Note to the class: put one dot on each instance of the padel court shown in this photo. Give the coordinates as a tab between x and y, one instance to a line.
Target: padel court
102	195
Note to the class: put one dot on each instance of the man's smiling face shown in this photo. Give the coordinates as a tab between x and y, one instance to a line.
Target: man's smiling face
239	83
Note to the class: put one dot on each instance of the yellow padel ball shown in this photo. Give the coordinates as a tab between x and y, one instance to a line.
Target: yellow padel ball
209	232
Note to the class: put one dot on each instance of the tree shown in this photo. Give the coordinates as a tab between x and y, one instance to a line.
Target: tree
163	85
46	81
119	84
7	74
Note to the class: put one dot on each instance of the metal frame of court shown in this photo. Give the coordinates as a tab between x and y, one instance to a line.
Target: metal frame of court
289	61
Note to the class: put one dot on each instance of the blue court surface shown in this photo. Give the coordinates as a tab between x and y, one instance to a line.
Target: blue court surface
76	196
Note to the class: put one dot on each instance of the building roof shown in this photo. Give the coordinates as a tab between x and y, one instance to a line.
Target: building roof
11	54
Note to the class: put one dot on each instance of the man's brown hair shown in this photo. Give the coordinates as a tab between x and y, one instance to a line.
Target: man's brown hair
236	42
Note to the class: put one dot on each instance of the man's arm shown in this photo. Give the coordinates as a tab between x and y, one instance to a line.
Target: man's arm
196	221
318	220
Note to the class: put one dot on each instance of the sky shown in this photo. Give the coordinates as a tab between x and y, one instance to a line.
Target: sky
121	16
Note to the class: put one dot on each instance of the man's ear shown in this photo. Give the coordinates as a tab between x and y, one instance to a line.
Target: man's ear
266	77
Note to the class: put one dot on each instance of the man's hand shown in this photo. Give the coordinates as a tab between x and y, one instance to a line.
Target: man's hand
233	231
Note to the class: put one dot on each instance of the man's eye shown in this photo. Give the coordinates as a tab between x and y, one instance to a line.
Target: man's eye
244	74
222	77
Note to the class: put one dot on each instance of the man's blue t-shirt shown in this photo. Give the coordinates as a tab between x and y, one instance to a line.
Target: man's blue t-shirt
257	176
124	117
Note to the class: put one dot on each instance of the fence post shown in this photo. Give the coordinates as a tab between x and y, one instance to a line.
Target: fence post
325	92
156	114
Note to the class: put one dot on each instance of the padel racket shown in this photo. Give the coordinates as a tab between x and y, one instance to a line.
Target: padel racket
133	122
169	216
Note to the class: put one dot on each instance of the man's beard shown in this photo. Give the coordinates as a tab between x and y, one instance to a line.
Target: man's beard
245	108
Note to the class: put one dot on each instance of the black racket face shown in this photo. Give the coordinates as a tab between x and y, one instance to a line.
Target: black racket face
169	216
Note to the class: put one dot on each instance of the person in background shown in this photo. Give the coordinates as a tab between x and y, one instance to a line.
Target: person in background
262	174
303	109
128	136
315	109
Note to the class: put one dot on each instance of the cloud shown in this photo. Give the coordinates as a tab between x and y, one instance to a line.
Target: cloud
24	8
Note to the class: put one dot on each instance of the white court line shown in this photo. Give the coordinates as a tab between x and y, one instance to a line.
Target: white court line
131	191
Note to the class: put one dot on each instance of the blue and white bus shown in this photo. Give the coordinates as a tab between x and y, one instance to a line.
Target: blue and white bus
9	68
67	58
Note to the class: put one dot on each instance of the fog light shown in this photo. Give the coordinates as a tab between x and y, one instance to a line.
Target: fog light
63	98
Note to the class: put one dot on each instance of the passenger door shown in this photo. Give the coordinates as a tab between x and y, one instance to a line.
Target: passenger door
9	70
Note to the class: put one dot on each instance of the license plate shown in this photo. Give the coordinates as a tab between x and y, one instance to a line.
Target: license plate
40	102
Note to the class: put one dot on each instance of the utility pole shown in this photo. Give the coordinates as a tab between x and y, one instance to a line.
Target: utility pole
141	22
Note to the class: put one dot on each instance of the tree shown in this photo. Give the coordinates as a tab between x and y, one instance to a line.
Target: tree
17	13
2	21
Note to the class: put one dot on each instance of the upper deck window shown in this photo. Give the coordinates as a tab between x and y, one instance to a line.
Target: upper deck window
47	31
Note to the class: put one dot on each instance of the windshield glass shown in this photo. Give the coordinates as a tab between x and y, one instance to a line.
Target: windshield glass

- [Your goal] Transcribe the records in full, keeping every character as it is.

- [Exercise answer]
Note to the class: put one dot on each instance of the padel court shown in this photo. Give the coordinates as a tab between x and y, one instance to a line.
Target: padel court
102	195
Note to the class: put one dot on each instance of the man's smiling face shown in this photo. Give the coordinates as a tab between x and y, one instance to a line.
Target: man's smiling face
239	83
Note to the class: put one dot on each instance of the yellow padel ball shown in this photo. Give the coordinates as a tab between x and y, one instance to a line.
Target: yellow padel ball
209	232
Note to the class: put one dot on each instance of the tree shown in this photo. Give the coordinates as a tab between x and y, one instance to a line.
Target: tree
163	85
46	81
119	84
7	74
Note to the class: put one dot on each instance of the metal frame of court shown in this photo. Give the coordinates as a tab between x and y, one instance to a line.
Target: metal frame of court
289	61
Note to the class: put one dot on each instance of the blue court surface shown in this photo. Give the coordinates as a tab between x and y, one instance to a line.
Target: blue court surface
76	196
Note to the class: put one dot on each instance of the building roof shown in this photo. Give the coordinates as a tab between x and y, one instance to a line.
Target: building roof
11	54
Note to the class: put one dot on each instance of the man's brown hair shown in this photo. Give the coordinates as a tab between x and y, one instance to a line.
Target: man's brown hair
236	42
Note to the class: put one dot on each instance of the man's arm shown in this photo. Give the coordinates as a tab between x and y, one instance to a line.
Target: man's arm
196	221
318	220
Note to the class: put one dot on each instance of the sky shown in this photo. Give the coordinates as a tab between x and y, one instance to a line.
Target: sky
121	16
Note to the class: put one dot on each instance of the man's ear shown in this photo. Give the coordinates as a tab between x and y, one instance to a line.
Target: man's ear
266	77
Note to the class: put one dot on each instance of the man's hand shown in this photo. Give the coordinates as a tab between x and y, one instance to a line.
Target: man's hand
233	231
Note to the class: put one dot on each instance of the man's eye shown in this photo. Give the coordinates as a tab between x and y, one instance to a line.
Target: man's eye
244	74
222	77
Note to the class: put one dot on each instance of the man's blue t-shirt shown in this photo. Give the coordinates as a tab between x and y, one instance to a line.
Target: man's blue t-shirt
257	176
124	117
Note to the class: put one dot on each instance of the fence post shown in this photo. Give the coordinates as a tab between x and y, one instance to a line.
Target: fence post
325	92
156	114
Note to the class: put one dot on each instance of the padel racket shown in this photo. Give the coordinates as a tab between x and y, one instance to a line.
Target: padel racket
133	122
169	216
Note to the class: put one dot on each instance of the man's beard shown in this photo. Give the coordinates as a tab between x and y, one instance to a line.
Target: man's beard
245	108
Note to the class: put one dot on each instance of the black racket face shown in this photo. Give the coordinates as a tab between x and y, one instance to a line.
Target: black racket face
169	216
Note to the class: put one dot on each instance of the person in background shown in this photo. Give the coordinates as a tab between x and y, one instance to a line.
Target: person in background
262	174
303	109
128	136
315	109
Note to the class: put one dot on each instance of the cloud shown in this photo. Give the coordinates as a tab between x and y, one instance to a line.
Target: cloud
24	8
Note to the class: put one dot on each instance of the white court line shown in this photo. Give the coordinates as a tab between x and y, one instance to a line.
Target: white court line
131	191
Note to the class: put one dot on each instance of the blue and white bus shown in this photo. Give the coordinates as a tab between x and y, one instance to a line.
Target: blue and white bus
9	68
67	58
Note to the class: put one dot on each instance of the fog light shown in this photo. Give the coordinates as a tab between x and y, one instance to a line.
Target: fog light
63	98
Note to the class: put one dot on each instance of the passenger door shown in this photo. Give the coordinates as a tab between x and y, one instance to a line.
Target: passenger door
9	70
Note to the class: put one dot on each instance of the license plate shown in this photo. Give the coordinates as a tab between x and y, one instance to a line.
Target: license plate
40	102
Note to the class: put one dot on each instance of the utility pole shown in this photo. Give the coordinates as a tab between x and y, one instance to a line.
Target: utility pole
141	22
Note to the class: put one dot on each instance of the tree shown in this photo. Give the coordinates as a tab between x and y, one instance to a line.
Target: tree
17	13
2	21
Note to the class: put one dot on each instance of the upper deck window shown in this photo. Give the coordinates as a tab between x and y, one instance to a line.
Target: upper deck window
47	31
Note to the class: put one dot on each instance of the windshield glass shown in this photo. Give the coordinates as a tab between x and y, one instance to a line.
Target: windshield glass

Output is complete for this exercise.